= Task description =
Write out the rows below word for word, from the line containing "Tag every instance of the corrugated" through the line containing "Tag every instance of the green grass", with both of those lines included.

A block of data:
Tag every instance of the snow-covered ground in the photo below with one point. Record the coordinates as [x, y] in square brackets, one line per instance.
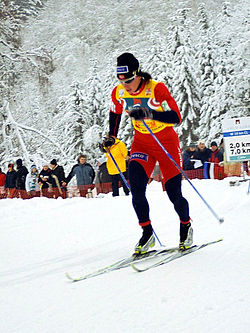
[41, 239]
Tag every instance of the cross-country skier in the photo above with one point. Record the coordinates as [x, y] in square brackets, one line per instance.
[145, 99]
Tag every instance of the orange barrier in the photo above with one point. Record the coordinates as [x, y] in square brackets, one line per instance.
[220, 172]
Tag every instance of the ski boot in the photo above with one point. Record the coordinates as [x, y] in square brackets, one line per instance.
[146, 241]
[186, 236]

...

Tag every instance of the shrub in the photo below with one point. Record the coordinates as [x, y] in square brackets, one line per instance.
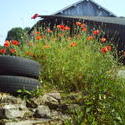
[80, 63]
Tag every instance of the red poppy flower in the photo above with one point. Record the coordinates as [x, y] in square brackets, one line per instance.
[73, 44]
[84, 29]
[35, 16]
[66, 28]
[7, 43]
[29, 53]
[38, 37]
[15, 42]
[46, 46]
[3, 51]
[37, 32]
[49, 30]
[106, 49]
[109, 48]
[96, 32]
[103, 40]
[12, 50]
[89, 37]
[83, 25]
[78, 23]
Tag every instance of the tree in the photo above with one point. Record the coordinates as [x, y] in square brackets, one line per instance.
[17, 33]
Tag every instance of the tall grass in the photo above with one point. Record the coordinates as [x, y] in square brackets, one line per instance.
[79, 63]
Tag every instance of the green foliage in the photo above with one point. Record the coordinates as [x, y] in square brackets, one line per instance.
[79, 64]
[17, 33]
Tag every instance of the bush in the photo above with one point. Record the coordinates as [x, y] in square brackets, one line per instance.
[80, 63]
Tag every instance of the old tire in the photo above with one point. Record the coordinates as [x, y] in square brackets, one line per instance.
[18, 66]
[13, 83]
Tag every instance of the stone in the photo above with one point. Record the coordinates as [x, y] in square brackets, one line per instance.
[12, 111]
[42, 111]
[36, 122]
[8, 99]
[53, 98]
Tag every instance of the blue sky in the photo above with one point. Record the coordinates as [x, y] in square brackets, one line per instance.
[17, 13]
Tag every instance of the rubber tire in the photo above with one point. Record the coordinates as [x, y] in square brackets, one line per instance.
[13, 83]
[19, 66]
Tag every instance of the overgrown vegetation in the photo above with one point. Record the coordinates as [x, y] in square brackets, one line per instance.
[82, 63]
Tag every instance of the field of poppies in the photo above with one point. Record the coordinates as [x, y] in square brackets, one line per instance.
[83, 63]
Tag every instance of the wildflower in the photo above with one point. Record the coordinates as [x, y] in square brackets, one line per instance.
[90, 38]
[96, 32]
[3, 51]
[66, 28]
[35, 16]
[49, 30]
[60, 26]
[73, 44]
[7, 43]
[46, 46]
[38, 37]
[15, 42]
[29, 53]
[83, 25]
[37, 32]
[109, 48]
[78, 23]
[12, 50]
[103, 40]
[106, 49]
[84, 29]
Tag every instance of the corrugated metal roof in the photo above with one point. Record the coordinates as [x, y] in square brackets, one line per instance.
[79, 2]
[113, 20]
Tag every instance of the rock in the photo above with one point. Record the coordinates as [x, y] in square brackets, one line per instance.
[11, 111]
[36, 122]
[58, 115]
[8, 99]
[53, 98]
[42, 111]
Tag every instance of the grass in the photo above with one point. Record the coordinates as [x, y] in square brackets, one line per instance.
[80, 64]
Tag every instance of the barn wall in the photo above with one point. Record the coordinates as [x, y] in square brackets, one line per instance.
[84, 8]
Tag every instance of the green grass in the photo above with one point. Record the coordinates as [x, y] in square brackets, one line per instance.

= Correct answer =
Tag every instance of the corrugated metal roof in the photo above with one point. Record the coordinates as [x, y] in square brackets, one line per instance.
[79, 2]
[113, 20]
Tag every instance of the rock in the photo above with one point. Record the coordinates as [x, y] in square brackets, one line per instance.
[11, 111]
[36, 122]
[58, 115]
[8, 99]
[53, 98]
[42, 111]
Tag every instance of the grass in the photo above with one point. Record the coordinates as [x, y] in square brackets, one line per instance.
[80, 64]
Tag every instance of the barn wall in the photo above with one point. Record the coordinates as [x, y] in square brackets, one line per instance.
[84, 8]
Tag every instance of the green grass in the photo above with one point. Record the coordinates as [x, y] in square brackets, one line per instance.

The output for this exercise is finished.